> _Set problem_: Render the lines starting with the one containing "of the beaded" and going on through the one containing "[[431, 235]]" as a two-column CSV headed instruction and points. Give one row for each instruction line and the answer line after it, with each value in its own quoted field and any line breaks changed to spaces.

● ● ●

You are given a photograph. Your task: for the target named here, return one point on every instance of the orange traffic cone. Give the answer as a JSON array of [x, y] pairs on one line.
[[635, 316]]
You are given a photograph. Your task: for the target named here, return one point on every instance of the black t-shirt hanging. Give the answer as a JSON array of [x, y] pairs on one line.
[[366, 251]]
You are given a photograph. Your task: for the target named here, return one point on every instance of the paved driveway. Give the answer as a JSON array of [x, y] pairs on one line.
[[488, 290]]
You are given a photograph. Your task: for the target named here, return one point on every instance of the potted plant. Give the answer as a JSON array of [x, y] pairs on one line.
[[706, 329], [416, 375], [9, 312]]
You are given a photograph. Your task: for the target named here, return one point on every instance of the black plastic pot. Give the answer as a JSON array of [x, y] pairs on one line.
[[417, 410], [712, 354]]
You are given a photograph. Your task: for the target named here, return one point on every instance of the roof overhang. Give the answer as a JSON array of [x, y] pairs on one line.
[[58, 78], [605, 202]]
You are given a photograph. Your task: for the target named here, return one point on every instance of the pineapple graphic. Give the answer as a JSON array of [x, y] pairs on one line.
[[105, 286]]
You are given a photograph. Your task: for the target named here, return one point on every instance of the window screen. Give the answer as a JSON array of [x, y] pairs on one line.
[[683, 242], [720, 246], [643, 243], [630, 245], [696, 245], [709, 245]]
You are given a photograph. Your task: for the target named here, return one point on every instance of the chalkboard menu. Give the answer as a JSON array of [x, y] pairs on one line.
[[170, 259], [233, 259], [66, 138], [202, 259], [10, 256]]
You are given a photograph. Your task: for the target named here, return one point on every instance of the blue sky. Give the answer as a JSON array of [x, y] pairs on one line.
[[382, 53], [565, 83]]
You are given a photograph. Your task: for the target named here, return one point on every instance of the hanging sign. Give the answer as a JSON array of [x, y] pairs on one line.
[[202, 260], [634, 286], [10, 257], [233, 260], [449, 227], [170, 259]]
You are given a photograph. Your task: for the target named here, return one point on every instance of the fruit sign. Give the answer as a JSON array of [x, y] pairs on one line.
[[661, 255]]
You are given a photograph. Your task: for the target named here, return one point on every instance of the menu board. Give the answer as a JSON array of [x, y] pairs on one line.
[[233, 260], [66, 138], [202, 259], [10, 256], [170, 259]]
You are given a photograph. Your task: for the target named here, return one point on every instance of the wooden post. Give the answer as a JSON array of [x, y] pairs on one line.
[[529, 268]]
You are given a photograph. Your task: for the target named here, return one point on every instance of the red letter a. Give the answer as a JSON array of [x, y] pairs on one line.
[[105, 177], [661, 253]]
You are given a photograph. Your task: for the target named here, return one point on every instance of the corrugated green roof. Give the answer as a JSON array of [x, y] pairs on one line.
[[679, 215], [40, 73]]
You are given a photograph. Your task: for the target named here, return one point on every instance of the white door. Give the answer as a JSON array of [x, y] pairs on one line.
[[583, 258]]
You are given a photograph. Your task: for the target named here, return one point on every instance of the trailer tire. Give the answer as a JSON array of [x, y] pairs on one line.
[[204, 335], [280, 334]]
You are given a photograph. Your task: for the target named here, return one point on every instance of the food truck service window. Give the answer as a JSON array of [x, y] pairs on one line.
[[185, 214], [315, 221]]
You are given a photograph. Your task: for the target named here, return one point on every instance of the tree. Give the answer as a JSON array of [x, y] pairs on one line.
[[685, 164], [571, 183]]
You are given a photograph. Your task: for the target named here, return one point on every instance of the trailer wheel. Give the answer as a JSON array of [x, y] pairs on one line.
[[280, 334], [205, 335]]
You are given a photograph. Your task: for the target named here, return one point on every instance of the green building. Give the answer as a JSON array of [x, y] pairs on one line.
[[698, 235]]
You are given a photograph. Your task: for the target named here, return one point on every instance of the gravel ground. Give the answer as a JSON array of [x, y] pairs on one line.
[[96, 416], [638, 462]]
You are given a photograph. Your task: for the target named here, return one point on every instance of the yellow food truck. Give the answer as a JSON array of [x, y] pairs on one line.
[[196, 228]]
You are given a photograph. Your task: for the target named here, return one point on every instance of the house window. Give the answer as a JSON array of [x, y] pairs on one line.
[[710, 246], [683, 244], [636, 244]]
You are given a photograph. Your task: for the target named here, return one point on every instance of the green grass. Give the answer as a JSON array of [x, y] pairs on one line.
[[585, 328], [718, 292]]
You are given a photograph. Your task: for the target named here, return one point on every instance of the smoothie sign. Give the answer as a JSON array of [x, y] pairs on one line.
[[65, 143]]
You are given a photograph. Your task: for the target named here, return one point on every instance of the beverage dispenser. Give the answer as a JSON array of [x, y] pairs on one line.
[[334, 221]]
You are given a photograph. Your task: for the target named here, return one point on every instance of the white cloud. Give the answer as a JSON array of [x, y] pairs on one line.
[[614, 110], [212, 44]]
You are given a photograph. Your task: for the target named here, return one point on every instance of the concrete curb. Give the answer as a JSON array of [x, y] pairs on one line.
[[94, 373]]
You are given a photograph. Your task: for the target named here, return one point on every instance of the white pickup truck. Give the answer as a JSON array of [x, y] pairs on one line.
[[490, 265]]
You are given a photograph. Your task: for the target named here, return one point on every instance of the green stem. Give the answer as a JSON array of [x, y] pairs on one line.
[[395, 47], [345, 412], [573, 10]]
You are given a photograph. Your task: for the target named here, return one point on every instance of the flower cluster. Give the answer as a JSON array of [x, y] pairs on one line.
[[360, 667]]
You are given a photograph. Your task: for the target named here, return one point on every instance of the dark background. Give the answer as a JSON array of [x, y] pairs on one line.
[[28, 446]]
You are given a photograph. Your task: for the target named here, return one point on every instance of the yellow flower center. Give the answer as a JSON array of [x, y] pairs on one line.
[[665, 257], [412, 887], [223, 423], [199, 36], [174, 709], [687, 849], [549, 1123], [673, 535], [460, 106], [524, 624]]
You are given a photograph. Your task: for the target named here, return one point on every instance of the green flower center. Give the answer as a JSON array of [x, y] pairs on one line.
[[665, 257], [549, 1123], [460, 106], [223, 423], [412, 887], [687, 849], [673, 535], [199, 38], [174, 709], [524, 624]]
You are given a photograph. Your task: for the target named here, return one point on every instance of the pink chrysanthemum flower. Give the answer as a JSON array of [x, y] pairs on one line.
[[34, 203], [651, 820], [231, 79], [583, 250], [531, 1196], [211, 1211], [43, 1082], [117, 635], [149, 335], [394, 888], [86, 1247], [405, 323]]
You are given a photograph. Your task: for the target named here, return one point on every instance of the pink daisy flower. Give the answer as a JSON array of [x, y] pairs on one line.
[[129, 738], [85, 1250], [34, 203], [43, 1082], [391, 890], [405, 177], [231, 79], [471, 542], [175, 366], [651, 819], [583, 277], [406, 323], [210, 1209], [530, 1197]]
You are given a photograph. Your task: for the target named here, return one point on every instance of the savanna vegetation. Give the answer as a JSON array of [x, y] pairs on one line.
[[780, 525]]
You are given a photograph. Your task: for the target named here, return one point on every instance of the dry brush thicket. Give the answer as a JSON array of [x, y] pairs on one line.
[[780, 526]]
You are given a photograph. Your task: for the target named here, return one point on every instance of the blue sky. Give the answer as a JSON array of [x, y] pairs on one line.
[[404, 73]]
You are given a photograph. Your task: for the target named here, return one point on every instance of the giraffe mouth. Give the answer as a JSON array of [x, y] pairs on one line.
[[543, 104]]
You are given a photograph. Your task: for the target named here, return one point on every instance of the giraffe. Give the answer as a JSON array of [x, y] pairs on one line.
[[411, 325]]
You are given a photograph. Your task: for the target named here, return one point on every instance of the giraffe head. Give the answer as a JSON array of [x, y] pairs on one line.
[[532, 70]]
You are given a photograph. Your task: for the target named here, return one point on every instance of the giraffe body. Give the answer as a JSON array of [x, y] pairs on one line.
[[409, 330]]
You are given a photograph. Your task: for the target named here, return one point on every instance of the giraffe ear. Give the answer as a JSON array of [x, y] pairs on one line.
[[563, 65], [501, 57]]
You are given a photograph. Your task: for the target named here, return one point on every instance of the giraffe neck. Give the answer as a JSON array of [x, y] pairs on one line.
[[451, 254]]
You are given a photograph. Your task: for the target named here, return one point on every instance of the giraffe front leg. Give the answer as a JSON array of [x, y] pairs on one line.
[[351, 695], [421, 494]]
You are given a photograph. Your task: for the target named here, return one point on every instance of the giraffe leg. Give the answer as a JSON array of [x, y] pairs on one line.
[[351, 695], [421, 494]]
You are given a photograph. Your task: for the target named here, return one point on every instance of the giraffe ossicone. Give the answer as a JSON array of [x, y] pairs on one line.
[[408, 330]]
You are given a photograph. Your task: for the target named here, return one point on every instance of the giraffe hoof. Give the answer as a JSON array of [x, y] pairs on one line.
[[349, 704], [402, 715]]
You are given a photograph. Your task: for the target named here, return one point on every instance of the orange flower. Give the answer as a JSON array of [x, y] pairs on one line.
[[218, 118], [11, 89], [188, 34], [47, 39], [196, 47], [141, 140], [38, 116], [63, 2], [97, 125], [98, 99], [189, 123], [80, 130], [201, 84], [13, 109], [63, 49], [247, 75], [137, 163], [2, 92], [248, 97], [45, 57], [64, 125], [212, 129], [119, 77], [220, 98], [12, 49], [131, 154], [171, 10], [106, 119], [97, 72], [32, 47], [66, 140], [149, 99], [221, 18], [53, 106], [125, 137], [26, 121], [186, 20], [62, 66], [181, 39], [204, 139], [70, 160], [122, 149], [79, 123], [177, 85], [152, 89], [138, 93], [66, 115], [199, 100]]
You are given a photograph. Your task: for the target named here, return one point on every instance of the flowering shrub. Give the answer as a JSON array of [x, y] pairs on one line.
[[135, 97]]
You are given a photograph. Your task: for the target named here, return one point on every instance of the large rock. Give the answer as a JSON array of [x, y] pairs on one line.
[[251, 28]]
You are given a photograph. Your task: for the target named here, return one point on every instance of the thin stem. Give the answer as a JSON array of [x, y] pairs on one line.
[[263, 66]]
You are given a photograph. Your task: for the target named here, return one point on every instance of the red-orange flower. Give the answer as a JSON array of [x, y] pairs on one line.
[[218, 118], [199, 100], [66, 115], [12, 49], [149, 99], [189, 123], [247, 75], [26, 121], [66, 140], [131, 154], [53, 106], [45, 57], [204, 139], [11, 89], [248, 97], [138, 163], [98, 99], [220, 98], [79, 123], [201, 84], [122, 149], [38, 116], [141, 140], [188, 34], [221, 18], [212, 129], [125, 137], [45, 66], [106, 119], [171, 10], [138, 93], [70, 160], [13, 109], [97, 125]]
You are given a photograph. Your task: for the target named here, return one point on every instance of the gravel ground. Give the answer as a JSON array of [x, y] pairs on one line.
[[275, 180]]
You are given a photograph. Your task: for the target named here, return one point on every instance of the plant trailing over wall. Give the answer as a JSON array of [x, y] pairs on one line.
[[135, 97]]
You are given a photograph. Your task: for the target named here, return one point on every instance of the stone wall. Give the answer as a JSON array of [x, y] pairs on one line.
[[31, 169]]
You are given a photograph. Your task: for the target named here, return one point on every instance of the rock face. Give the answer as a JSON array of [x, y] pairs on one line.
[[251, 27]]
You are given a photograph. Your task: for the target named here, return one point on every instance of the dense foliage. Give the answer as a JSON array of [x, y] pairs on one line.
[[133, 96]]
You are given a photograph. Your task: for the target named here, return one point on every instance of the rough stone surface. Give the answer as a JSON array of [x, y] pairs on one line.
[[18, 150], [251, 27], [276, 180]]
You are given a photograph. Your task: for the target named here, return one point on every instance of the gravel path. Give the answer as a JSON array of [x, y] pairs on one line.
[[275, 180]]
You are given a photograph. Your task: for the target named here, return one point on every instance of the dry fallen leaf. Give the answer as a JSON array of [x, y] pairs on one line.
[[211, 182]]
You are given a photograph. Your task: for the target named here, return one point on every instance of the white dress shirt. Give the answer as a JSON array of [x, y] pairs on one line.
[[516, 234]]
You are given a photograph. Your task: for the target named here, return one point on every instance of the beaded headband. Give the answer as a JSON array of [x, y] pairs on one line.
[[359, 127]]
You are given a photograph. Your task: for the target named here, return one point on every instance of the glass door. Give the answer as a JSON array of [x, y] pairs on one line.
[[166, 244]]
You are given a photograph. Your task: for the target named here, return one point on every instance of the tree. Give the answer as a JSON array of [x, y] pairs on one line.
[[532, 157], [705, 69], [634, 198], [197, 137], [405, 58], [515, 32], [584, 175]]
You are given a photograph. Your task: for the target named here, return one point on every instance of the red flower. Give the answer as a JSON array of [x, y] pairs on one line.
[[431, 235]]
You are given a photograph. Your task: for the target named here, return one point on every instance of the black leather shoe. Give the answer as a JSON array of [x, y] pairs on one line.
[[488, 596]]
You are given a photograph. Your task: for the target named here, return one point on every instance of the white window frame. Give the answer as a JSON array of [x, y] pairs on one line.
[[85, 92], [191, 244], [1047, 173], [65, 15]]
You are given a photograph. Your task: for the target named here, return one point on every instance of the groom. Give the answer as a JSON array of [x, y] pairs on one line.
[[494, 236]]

● ● ●

> _Task result_:
instruction,points
"You are given a photograph. Your task: for the target named here, return one point on every instance of the beaded headband. Give the answer as a JSON array of [x, y] pairs on one line.","[[359, 127]]"
"You are given a photograph. Your task: for the target named here, return one point on every instance of the glass door. Give the answer as a JSON array of [x, y] pairs on one line.","[[166, 244]]"
"You are given a photograph. Your task: for the target named here, return one point on every instance of the tree. Give the answer as a JSON array of [x, y] pairs on one line.","[[532, 157], [705, 69], [634, 198], [197, 137], [405, 58], [515, 32], [584, 175]]"
"You are given a photograph. Your task: for the target named here, return one point on every instance of the red flower. Give the answer as a JSON array of [x, y] pairs on one line.","[[431, 235]]"